Saved data entries:
◆ ◆ ◆ ◆ ◆

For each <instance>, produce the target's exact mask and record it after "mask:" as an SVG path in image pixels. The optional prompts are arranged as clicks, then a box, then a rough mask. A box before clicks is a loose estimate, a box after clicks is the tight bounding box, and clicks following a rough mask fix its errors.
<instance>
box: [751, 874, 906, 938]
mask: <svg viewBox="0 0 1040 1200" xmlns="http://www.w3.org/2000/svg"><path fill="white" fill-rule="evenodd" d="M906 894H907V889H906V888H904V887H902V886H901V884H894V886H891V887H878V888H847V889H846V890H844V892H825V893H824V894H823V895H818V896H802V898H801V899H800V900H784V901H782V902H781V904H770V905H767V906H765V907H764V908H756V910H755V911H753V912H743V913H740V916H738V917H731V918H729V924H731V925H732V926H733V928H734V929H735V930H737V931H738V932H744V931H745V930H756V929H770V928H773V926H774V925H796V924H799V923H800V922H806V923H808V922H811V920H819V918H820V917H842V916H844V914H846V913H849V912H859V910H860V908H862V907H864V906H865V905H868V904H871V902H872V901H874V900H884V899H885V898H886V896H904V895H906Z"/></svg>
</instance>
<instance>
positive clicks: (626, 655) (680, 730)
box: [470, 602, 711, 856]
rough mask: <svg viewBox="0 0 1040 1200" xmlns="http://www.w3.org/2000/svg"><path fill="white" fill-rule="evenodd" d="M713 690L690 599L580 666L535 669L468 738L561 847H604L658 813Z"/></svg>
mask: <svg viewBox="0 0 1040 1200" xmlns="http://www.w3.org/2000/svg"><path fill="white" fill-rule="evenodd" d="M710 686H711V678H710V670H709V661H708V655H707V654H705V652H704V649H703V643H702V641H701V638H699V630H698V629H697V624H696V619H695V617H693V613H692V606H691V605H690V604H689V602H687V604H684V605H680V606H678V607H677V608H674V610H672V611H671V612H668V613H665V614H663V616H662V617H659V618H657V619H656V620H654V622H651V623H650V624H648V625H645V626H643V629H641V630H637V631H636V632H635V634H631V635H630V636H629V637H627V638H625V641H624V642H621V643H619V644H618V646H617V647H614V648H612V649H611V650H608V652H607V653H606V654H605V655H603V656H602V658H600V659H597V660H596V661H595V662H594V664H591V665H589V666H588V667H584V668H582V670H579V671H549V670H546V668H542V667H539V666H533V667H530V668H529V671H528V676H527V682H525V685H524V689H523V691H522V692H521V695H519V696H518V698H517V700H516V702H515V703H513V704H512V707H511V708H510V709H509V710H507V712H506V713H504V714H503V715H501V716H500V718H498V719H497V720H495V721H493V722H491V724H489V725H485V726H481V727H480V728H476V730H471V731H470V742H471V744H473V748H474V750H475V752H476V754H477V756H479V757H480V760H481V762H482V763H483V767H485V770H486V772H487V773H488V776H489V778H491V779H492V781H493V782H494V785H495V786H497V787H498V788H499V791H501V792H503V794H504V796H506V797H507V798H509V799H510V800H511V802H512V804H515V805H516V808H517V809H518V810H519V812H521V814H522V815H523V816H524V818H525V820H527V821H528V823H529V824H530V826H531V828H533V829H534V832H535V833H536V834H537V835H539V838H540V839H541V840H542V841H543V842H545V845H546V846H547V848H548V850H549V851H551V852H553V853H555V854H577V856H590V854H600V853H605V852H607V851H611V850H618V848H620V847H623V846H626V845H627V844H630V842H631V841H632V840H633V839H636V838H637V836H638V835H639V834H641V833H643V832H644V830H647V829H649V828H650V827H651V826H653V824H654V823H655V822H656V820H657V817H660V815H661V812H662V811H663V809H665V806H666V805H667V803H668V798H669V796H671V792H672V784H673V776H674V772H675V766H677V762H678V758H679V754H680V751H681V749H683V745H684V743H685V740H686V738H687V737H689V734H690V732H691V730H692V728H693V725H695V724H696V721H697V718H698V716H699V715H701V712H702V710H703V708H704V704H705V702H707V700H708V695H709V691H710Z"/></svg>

◆ ◆ ◆ ◆ ◆

== REQUIRED ACTION ==
Turn every line of the records above into a JSON list of strings, one string per line, skipping any blank lines.

== RESPONSE BOX ==
[
  "For each <instance>, produce the target's exact mask and record it after \"mask:\" as an SVG path in image pixels. The optional prompts are arranged as clicks, then a box, then a rough mask. A box before clicks is a loose estimate, a box after clicks is the tight bounding box, and clicks following a rough mask fix its errors.",
  "<instance>",
  "box: [751, 874, 906, 938]",
  "mask: <svg viewBox=\"0 0 1040 1200\" xmlns=\"http://www.w3.org/2000/svg\"><path fill=\"white\" fill-rule=\"evenodd\" d=\"M906 894H907V889H906V888H904V887H902V886H901V884H894V886H891V887H878V888H847V889H846V890H844V892H825V893H824V894H823V895H818V896H802V898H801V899H800V900H784V901H782V902H781V904H770V905H767V906H765V907H764V908H756V910H755V911H753V912H743V913H740V916H738V917H731V918H729V924H731V925H732V926H733V928H734V929H735V930H737V931H738V932H744V931H745V930H756V929H770V928H773V926H774V925H796V924H799V923H800V922H806V923H808V922H811V920H819V918H820V917H842V916H844V914H846V913H849V912H859V910H860V908H862V907H864V906H865V905H868V904H871V902H872V901H874V900H884V899H885V898H886V896H904V895H906Z\"/></svg>",
  "</instance>",
  "<instance>",
  "positive clicks: (626, 655) (680, 730)",
  "box: [470, 602, 711, 856]",
  "rough mask: <svg viewBox=\"0 0 1040 1200\" xmlns=\"http://www.w3.org/2000/svg\"><path fill=\"white\" fill-rule=\"evenodd\" d=\"M713 690L690 599L580 666L535 669L468 738L561 847H604L658 813Z\"/></svg>",
  "mask: <svg viewBox=\"0 0 1040 1200\" xmlns=\"http://www.w3.org/2000/svg\"><path fill=\"white\" fill-rule=\"evenodd\" d=\"M710 686H711V678H710V670H709V661H708V655H707V654H705V652H704V649H703V643H702V641H701V638H699V630H698V629H697V624H696V619H695V617H693V613H692V606H691V605H690V604H689V602H687V604H684V605H680V606H678V607H677V608H674V610H672V611H671V612H668V613H665V614H663V616H662V617H659V618H657V619H656V620H654V622H651V623H650V624H648V625H645V626H643V629H641V630H637V631H636V632H635V634H631V635H630V636H629V637H627V638H625V641H624V642H621V643H619V644H618V646H617V647H614V648H612V649H611V650H608V652H607V653H606V654H605V655H603V656H602V658H600V659H597V660H596V661H595V662H594V664H591V665H589V666H588V667H584V668H582V670H579V671H549V670H546V668H542V667H539V666H533V667H530V668H529V671H528V676H527V682H525V685H524V689H523V691H522V692H521V695H519V696H518V698H517V700H516V702H515V703H513V704H512V707H511V708H510V709H509V710H507V712H506V713H504V714H503V715H501V716H500V718H498V719H497V720H495V721H493V722H491V724H489V725H485V726H481V727H480V728H476V730H471V731H470V742H471V744H473V748H474V750H475V752H476V754H477V756H479V757H480V760H481V762H482V763H483V767H485V770H486V772H487V773H488V776H489V778H491V779H492V781H493V782H494V785H495V786H497V787H498V788H499V791H501V792H503V794H504V796H506V797H507V798H509V799H510V800H511V802H512V804H515V805H516V808H517V809H518V810H519V812H521V814H522V815H523V816H524V818H525V820H527V821H528V823H529V824H530V826H531V828H533V829H534V832H535V833H536V834H537V835H539V838H540V839H541V840H542V841H543V842H545V845H546V846H547V848H548V850H549V851H551V852H553V853H555V854H577V856H590V854H600V853H605V852H607V851H611V850H618V848H620V847H623V846H626V845H627V844H630V842H631V841H632V840H633V839H636V838H637V836H638V835H639V834H641V833H643V832H644V830H647V829H649V828H650V827H651V826H653V824H654V823H655V822H656V820H657V817H660V815H661V812H662V811H663V809H665V806H666V805H667V803H668V798H669V796H671V792H672V784H673V776H674V772H675V766H677V762H678V758H679V754H680V751H681V749H683V745H684V743H685V740H686V738H687V737H689V734H690V732H691V730H692V728H693V725H695V724H696V721H697V718H698V716H699V715H701V712H702V710H703V708H704V704H705V702H707V700H708V695H709V691H710Z\"/></svg>"
]